• **PASSAGE TO READ**:

August 09, 2015
On 9 August 2015 at 08:36, Tofu Ninja via Digitalmars-d < digitalmars-d@puremagic.com> wrote:

> On Sunday, 9 August 2015 at 05:18:33 UTC, rsw0x wrote:
>
>> On Sunday, 9 August 2015 at 02:41:00 UTC, Manu wrote:
>>
>>> ...
>>>
>>
>> This pretty much hit the nail on the head on why dmd needs deprecated.
>>
>> I'm tired of seeing 'BUT IT WORKS ON WINDOWS' as an excuse. I don't care if it works on windows, it produces code slower than interpreted lua. Exactly what use is that? It may as well not work on windows at all as far as release builds are concerned.
>>
>> dmd not being deprecated continues the cycle of gdc/ldc lagging versions behind and being understaffed in manpower.

• **GIVEN ENTRIES**:
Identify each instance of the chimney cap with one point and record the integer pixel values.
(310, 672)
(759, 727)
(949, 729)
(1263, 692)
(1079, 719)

• **WHAT IS BEING ASKED**:
According to the mailing list message, which two compilers lag versions behind and are understaffed?

• **EXERCISE RESULT**:
gdc and ldc